Return each entry precisely as it appears below.
BEGIN Data
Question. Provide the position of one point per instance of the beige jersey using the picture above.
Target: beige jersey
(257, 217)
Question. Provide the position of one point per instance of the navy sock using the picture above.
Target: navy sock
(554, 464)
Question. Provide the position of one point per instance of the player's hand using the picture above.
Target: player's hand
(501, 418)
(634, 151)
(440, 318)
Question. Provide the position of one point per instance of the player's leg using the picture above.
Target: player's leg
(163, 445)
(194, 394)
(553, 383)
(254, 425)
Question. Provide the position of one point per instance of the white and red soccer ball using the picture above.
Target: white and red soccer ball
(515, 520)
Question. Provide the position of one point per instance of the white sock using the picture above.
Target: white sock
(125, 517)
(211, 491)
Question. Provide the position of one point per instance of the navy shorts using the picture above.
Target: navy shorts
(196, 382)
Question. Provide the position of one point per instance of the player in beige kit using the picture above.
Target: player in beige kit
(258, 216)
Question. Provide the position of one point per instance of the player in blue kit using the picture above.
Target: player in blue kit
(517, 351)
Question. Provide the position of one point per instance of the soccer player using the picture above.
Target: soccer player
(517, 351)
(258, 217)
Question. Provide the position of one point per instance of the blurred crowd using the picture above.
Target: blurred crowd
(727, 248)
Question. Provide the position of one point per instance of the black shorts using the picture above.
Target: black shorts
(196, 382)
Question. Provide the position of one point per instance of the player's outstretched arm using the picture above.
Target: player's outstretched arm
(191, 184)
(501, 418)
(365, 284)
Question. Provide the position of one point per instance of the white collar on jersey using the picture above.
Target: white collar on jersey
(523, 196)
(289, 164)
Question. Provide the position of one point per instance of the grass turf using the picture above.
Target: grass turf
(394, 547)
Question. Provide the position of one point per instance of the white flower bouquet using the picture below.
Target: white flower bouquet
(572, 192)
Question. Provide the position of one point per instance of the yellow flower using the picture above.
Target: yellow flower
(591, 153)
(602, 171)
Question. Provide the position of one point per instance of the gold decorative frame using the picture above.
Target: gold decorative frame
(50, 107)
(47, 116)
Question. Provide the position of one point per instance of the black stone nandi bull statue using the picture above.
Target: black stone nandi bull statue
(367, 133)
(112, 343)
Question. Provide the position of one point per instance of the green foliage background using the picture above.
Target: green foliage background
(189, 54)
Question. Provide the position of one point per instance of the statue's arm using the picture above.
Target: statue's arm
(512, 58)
END Data
__Task result__
Question. Provide the position of one point per instance of the beige jersey using the picture above.
Target: beige jersey
(257, 217)
Question. Provide the position of one point per instance of the navy sock using the picture above.
Target: navy sock
(554, 464)
Question. Provide the position of one point per instance of the player's hand using the picture above.
Target: player's hand
(501, 418)
(634, 151)
(440, 318)
Question. Provide the position of one point per instance of the player's leg using the picture above.
Target: player's leg
(163, 445)
(194, 394)
(553, 383)
(254, 425)
Question. Provide the position of one point per instance of the white and red soccer ball using the picture above.
Target: white and red soccer ball
(515, 520)
Question. Provide the position of one point per instance of the white sock using the picture above.
Target: white sock
(125, 517)
(211, 491)
Question. Provide the position of one point per instance of the navy shorts using the picture above.
Target: navy shorts
(196, 382)
Question. Provide the position of one point per instance of the player in beige kit using the picture above.
Target: player in beige kit
(258, 216)
Question. Provide the position of one point per instance of the player in blue kit using the picture above.
Target: player in blue kit
(517, 351)
Question. Provide the position of one point per instance of the soccer player using the picture above.
Target: soccer player
(517, 351)
(258, 217)
Question. Provide the position of one point per instance of the blurred crowd using the picture above.
Target: blurred crowd
(727, 248)
Question. Provide the position of one point per instance of the black shorts using the picture above.
Target: black shorts
(196, 382)
Question. Provide the position of one point per instance of the player's outstretched arm using the picture above.
Target: player's outstretched arm
(191, 184)
(501, 418)
(365, 284)
Question. Provide the position of one point per instance of the white collar on jersey using the picture above.
Target: white collar on jersey
(523, 196)
(289, 164)
Question. Provide the position of one point per instance of the grass turf using the picture above.
Target: grass turf
(394, 547)
Question. Provide the position of one point per instance of the white flower bouquet using the picture below.
Target: white flower bouquet
(572, 192)
Question. Provide the position of one point per instance of the yellow flower using the picture above.
Target: yellow flower
(591, 153)
(602, 171)
Question. Provide the position of one point per instance of the gold decorative frame using the picture above.
Target: gold decorative frame
(50, 107)
(47, 116)
Question. Provide the position of one point per instance of the black stone nandi bull statue using the picture above.
Target: black stone nandi bull statue
(367, 133)
(112, 343)
Question. Provide the position of one point per instance of the green foliage background using the picture above.
Target: green foliage background
(189, 54)
Question. Provide the position of one point per instance of the statue's arm using the picture above.
Target: statue's arm
(512, 58)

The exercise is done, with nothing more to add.